• **Page extract**
A major flavor in sour beers, or beers aged with Brettanomyces (i.e. Orval.) A beer can be funky without being fully sour. “Funky” is a wild, living, natural smell; not really comparable to anything else I’ve ever smelled or tasted. Some people also use the word “barnyard” or “farmhouse” to denote this ripe, earthy, leathery quality.

Fruit

Frequency: n/a
Result Of: Fruit; Yeast; Hops; Malt
See Also: Banana; Apple / Cider; Esters; Hoppy

Fruitiness in beer can be the result of a number of things — really, the only ingredient used in beer that won’t sometimes impart a fruity flavor is water.

  • Actual fruit used in the brewing process. This trend is particularly common with American wheat beers.
  • Many hop varieties impart fruity flavors, such as grapefruit, citrus, mango, passionfruit, lemon, and orange.
  • Yeast can also create suggestions of fruit, particularly in wheat beers (banana), Belgian beers (apple; lemon; banana), and sour beers (apple; mango; lemon, limoncello.)
  • Finally, certain malts create dark fruit-like flavors. Barleywines and other high-ABV beers may have a sweet raisin/fig flavor, while darker Belgian beers, like dubbels and quads, may have plum-like flavors.

Hoppy

Frequency: Major flavor component; common in IPAs, pale ales, et al
Result Of: Hops
See Also: Bitterness; Fruit

One of the major characteristics and key ingredients of beer. Hops, depending on the variety, can impart dozens of different flavors and aromas. Common hop characteristics include: grapefruit and citrus, floral, pine, spicy, earthy, dank, mango, passionfruit, lemon, orange, and more. Hops impart bitterness; how much and how aggressive depends on usage. For a complete list of hop characteristics, check out Bear Flavored’s hop variety guide.

Oak

Frequency: Oak-aged beers
Result Of: Oak-aging
See Also: Bourbon / Whiskey

Oak flavor can vary depending on type of oak (its country of origin), how toasted the oak is, how exactly the beer is oaked (chips, cubes, barrels, etc.), and for how long. Other than a oaky/woody/toasty flavor, oak can impart hints of vanilla, roasted coffee, sweetness, spice, and a fuller mouthfeel. Aging in oak barrels that formerly held held other liquors or wine will impart those flavors as well.

Malty

Frequency: Primary ingredient; major flavor component
Result Of: Malts
See Also: Sweet; Roasty

Malt flavors can vary depending on the grains used and how roasted those grains were, but saying a beer tastes “malty” generally implies some combination of: sweet, bready, nutty, caramel, and dark fruits like figs or raisins. As far as overall percentages of ingredients, malt (grain — like you would use for making bread, more or less) is by far the primary ingredient in beer.

• **Data below**

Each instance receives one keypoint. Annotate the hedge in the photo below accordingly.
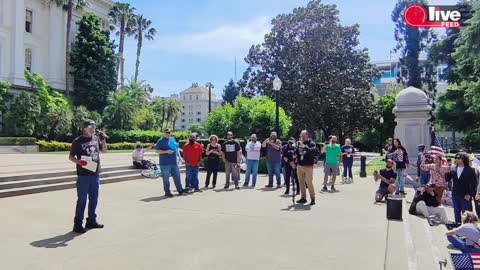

• **Required action**
Update the beer flavor guide from the words "Fruitiness in beer" and stop after "mango; lemon, limoncello.)", putting "saisons" wherever "wheat beers" appears. Work only from the text, with no outside knowledge.

• **Worked solution**
Fruitiness in beer can be the result of a number of things — really, the only ingredient used in beer that won’t sometimes impart a fruity flavor is water.

  • Actual fruit used in the brewing process. This trend is particularly common with American saisons.
  • Many hop varieties impart fruity flavors, such as grapefruit, citrus, mango, passionfruit, lemon, and orange.
  • Yeast can also create suggestions of fruit, particularly in saisons (banana), Belgian beers (apple; lemon; banana), and sour beers (apple; mango; lemon, limoncello.)